>>
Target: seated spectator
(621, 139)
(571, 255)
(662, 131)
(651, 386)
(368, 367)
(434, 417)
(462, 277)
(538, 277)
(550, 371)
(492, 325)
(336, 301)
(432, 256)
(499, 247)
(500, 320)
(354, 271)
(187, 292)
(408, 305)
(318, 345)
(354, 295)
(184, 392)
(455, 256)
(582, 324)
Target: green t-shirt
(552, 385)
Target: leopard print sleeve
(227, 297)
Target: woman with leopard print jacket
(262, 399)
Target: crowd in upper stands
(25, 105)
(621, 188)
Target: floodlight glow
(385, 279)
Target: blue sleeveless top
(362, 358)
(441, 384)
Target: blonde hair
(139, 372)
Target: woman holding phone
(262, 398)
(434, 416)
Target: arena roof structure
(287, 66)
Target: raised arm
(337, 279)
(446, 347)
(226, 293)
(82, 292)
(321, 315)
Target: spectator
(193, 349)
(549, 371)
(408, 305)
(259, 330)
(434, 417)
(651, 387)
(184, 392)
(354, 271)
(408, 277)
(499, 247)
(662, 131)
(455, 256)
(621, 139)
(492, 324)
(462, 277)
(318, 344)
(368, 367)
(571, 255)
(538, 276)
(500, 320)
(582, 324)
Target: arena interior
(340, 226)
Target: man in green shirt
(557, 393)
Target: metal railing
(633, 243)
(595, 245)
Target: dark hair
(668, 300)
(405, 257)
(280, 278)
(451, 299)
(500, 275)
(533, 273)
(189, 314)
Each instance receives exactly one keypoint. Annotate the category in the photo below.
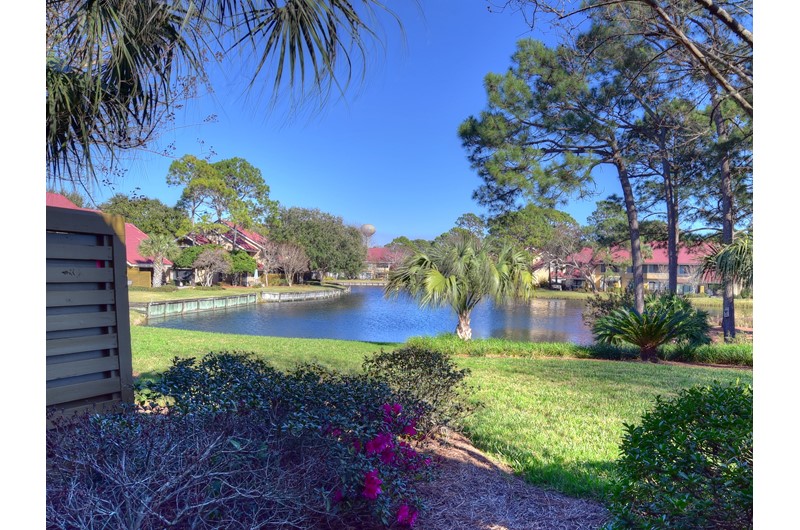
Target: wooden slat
(80, 252)
(61, 274)
(81, 320)
(81, 344)
(67, 393)
(78, 298)
(76, 368)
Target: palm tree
(666, 318)
(116, 68)
(460, 272)
(159, 247)
(731, 264)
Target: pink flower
(380, 443)
(387, 456)
(402, 514)
(406, 516)
(411, 428)
(372, 485)
(337, 496)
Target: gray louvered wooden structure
(88, 328)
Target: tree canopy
(330, 244)
(116, 70)
(149, 215)
(460, 272)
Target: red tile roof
(377, 254)
(133, 235)
(686, 255)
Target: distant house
(381, 261)
(140, 268)
(234, 238)
(608, 270)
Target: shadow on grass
(472, 491)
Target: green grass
(556, 422)
(740, 354)
(154, 349)
(559, 422)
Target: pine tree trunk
(726, 203)
(672, 216)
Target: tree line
(658, 93)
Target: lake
(365, 315)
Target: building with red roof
(382, 260)
(140, 268)
(234, 238)
(603, 269)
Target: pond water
(365, 315)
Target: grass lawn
(557, 422)
(139, 297)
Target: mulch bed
(476, 492)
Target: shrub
(350, 431)
(156, 470)
(689, 464)
(425, 379)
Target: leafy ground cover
(556, 422)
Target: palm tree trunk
(463, 330)
(158, 271)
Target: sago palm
(159, 247)
(459, 272)
(666, 318)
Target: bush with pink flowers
(326, 448)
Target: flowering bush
(350, 439)
(428, 380)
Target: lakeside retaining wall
(194, 305)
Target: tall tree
(211, 262)
(150, 215)
(231, 190)
(159, 247)
(292, 259)
(243, 199)
(113, 66)
(331, 245)
(682, 26)
(551, 119)
(530, 228)
(460, 272)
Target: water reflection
(366, 315)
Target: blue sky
(388, 153)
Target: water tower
(367, 232)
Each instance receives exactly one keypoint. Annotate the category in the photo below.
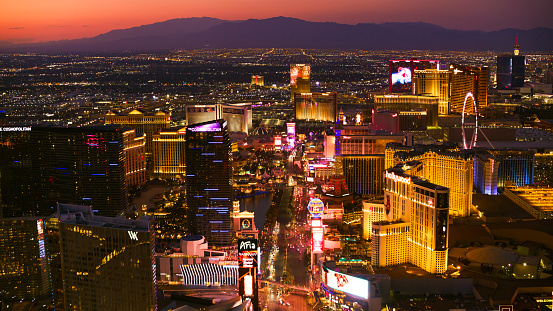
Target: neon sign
(396, 178)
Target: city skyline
(35, 21)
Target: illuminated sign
(133, 235)
(317, 240)
(316, 223)
(299, 71)
(40, 231)
(402, 73)
(278, 141)
(248, 285)
(396, 178)
(211, 127)
(15, 129)
(347, 284)
(248, 264)
(315, 207)
(246, 224)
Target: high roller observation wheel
(465, 124)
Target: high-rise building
(141, 122)
(135, 158)
(486, 173)
(516, 166)
(169, 151)
(15, 172)
(444, 165)
(419, 227)
(258, 80)
(316, 106)
(300, 80)
(209, 192)
(360, 157)
(23, 263)
(510, 69)
(106, 263)
(466, 79)
(394, 102)
(362, 173)
(434, 82)
(81, 165)
(238, 116)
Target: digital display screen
(317, 239)
(400, 76)
(402, 73)
(347, 284)
(299, 71)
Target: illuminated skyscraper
(209, 192)
(169, 151)
(360, 158)
(300, 80)
(316, 106)
(467, 79)
(15, 172)
(238, 116)
(434, 82)
(23, 263)
(106, 263)
(142, 123)
(419, 228)
(258, 80)
(444, 165)
(135, 158)
(516, 166)
(510, 69)
(81, 165)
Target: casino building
(444, 165)
(417, 231)
(238, 116)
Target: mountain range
(285, 32)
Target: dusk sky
(45, 20)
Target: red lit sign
(317, 239)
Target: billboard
(299, 72)
(402, 72)
(248, 252)
(317, 240)
(346, 283)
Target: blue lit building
(79, 165)
(209, 191)
(515, 166)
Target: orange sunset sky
(45, 20)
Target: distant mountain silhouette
(284, 32)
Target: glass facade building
(106, 263)
(209, 192)
(84, 165)
(23, 262)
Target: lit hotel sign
(15, 129)
(212, 127)
(394, 177)
(347, 284)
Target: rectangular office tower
(81, 165)
(209, 193)
(316, 106)
(15, 171)
(23, 263)
(107, 263)
(418, 228)
(466, 79)
(300, 80)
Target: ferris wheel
(469, 121)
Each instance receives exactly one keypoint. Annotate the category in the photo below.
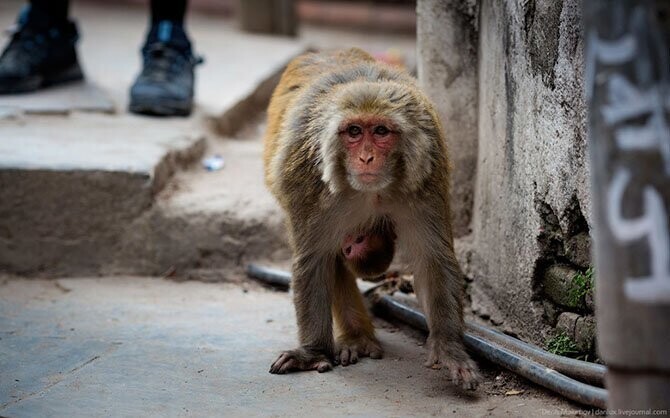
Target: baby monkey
(356, 156)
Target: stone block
(578, 250)
(558, 286)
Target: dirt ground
(138, 346)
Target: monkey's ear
(330, 150)
(420, 142)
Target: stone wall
(447, 70)
(529, 183)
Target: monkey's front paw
(462, 370)
(300, 359)
(349, 350)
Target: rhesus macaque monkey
(356, 156)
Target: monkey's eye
(354, 130)
(381, 130)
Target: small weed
(582, 285)
(562, 345)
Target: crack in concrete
(60, 377)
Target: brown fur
(306, 169)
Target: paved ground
(131, 346)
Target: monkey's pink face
(368, 142)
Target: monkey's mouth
(367, 178)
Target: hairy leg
(356, 335)
(438, 282)
(312, 290)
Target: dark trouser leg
(48, 13)
(172, 10)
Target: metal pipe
(545, 376)
(581, 370)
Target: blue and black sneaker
(165, 85)
(39, 57)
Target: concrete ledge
(70, 186)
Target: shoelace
(162, 62)
(26, 45)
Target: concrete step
(69, 186)
(78, 191)
(209, 224)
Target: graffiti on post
(635, 108)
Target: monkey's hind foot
(300, 359)
(462, 370)
(349, 350)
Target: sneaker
(165, 85)
(36, 58)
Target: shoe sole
(164, 108)
(31, 84)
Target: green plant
(582, 285)
(562, 345)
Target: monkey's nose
(366, 159)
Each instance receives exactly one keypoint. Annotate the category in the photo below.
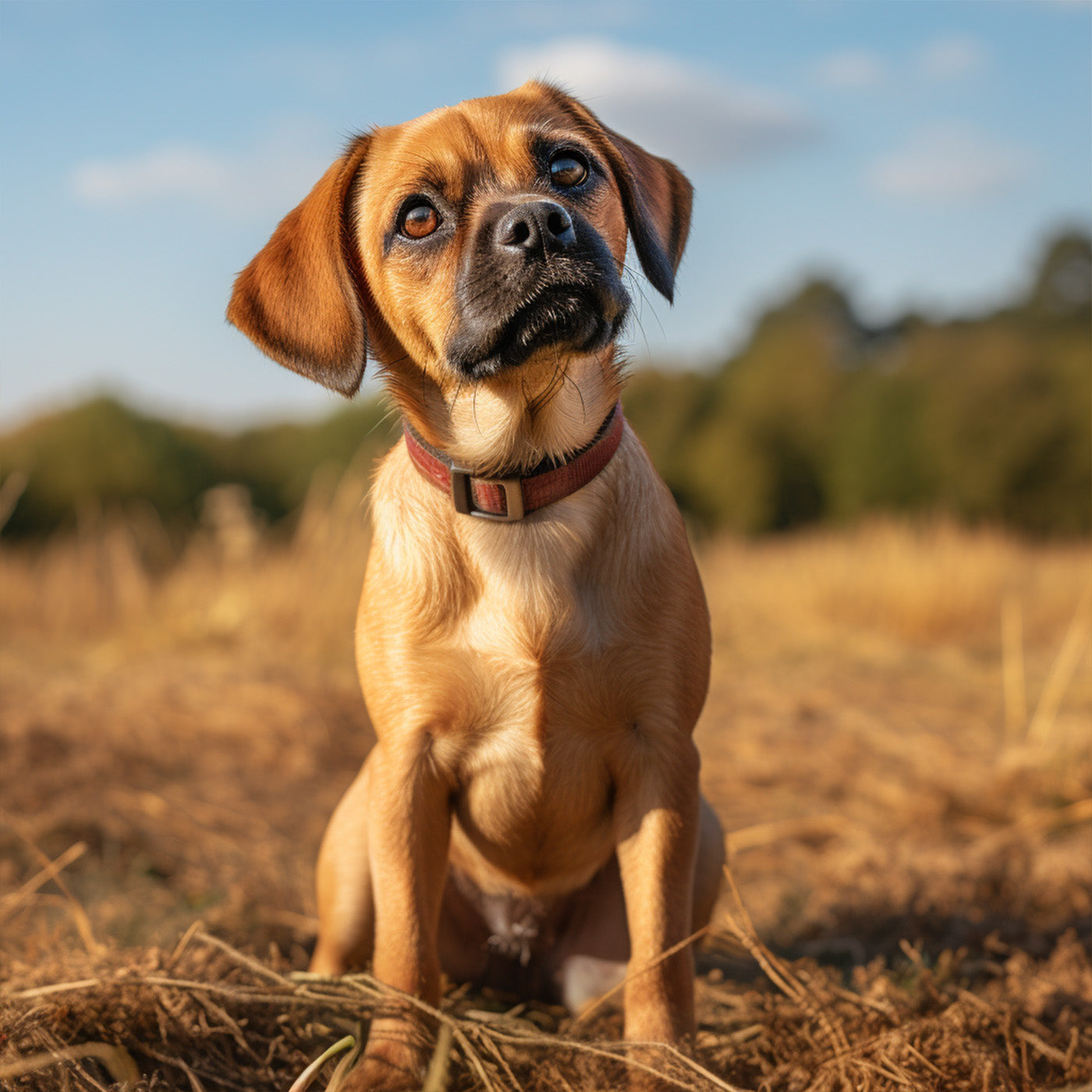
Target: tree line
(817, 417)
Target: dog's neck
(516, 422)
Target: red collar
(511, 498)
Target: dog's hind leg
(346, 903)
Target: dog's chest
(532, 767)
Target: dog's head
(477, 249)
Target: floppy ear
(655, 194)
(300, 300)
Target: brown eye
(568, 168)
(420, 220)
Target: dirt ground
(897, 739)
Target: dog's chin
(565, 320)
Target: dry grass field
(897, 739)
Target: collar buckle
(462, 496)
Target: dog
(533, 640)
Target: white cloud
(267, 178)
(949, 163)
(952, 57)
(851, 69)
(671, 106)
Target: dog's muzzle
(535, 275)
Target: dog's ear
(300, 300)
(655, 194)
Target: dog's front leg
(410, 824)
(657, 817)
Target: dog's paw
(395, 1058)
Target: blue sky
(920, 151)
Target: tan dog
(530, 816)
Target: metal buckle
(462, 496)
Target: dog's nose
(535, 226)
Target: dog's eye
(420, 220)
(568, 168)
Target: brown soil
(897, 739)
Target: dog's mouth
(576, 317)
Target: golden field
(897, 739)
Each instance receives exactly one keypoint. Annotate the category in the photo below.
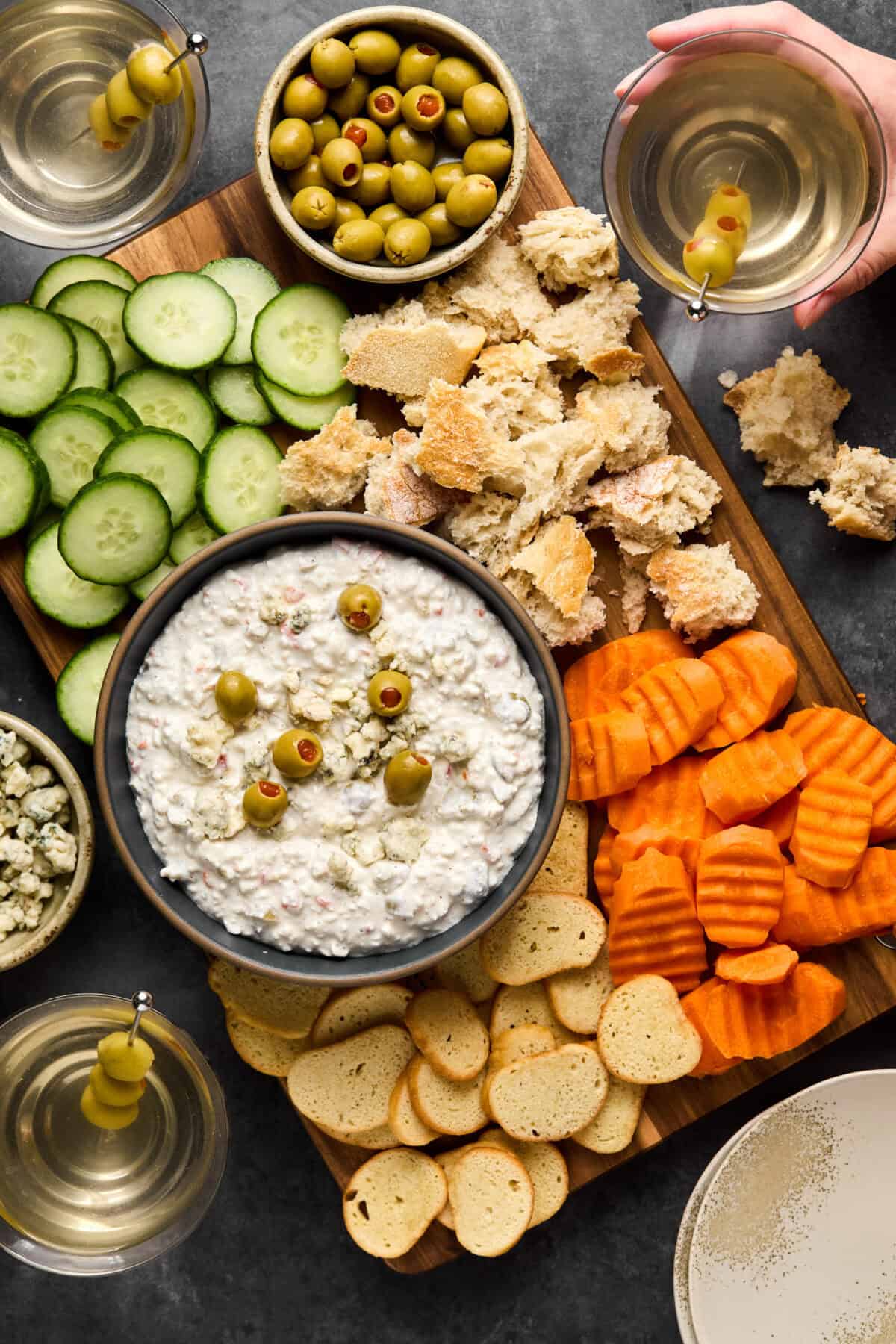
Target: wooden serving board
<<
Leave out all pictures and extract exactly the lines from the line with "Target: paved ground" through the end of the material.

*Written response*.
Target: paved ground
(131, 346)
Target: monkey's pink face
(368, 142)
Target: monkey's mouth
(367, 178)
Target: hairy leg
(356, 335)
(438, 282)
(312, 290)
Target: dark trouser leg
(48, 13)
(172, 10)
Target: metal pipe
(545, 376)
(581, 370)
Target: blue and black sneaker
(165, 85)
(39, 57)
Target: concrete ledge
(70, 186)
Target: shoelace
(162, 62)
(26, 45)
Target: concrete step
(69, 186)
(78, 191)
(209, 224)
Target: graffiti on post
(635, 108)
Target: monkey's hind foot
(300, 359)
(462, 370)
(349, 350)
Target: sneaker
(165, 85)
(36, 58)
Target: shoe sole
(164, 108)
(31, 84)
Target: green plant
(582, 285)
(562, 345)
Target: monkey's nose
(366, 159)
Each instance receives exactly one keypoint. Annotate the category in the photo below.
Target: tree line
(817, 417)
Target: dog's neck
(516, 422)
Target: red collar
(511, 498)
Target: dog's hind leg
(346, 903)
Target: dog's chest
(532, 767)
Target: dog's head
(477, 249)
Target: floppy ear
(655, 194)
(300, 300)
Target: brown eye
(568, 168)
(420, 220)
Target: dirt ground
(897, 739)
Target: dog's chin
(565, 320)
Target: dry grass field
(897, 739)
Target: collar buckle
(462, 496)
Target: dog
(533, 640)
Target: white cloud
(267, 178)
(949, 163)
(952, 57)
(851, 69)
(671, 106)
Target: dog's muzzle
(535, 275)
Target: dog's ear
(300, 300)
(655, 194)
Target: dog's front leg
(410, 824)
(657, 817)
Target: dog's paw
(395, 1058)
Target: blue sky
(920, 151)
Target: tan dog
(530, 816)
Target: metal buckle
(462, 496)
Target: dog's nose
(535, 226)
Target: dog's eye
(420, 220)
(568, 168)
Target: brown soil
(897, 739)
Target: dog's mouth
(576, 317)
Target: golden field
(897, 739)
Each instance receives exactly one keypoint. Annotate the category in the photo below.
Target: wooden serving board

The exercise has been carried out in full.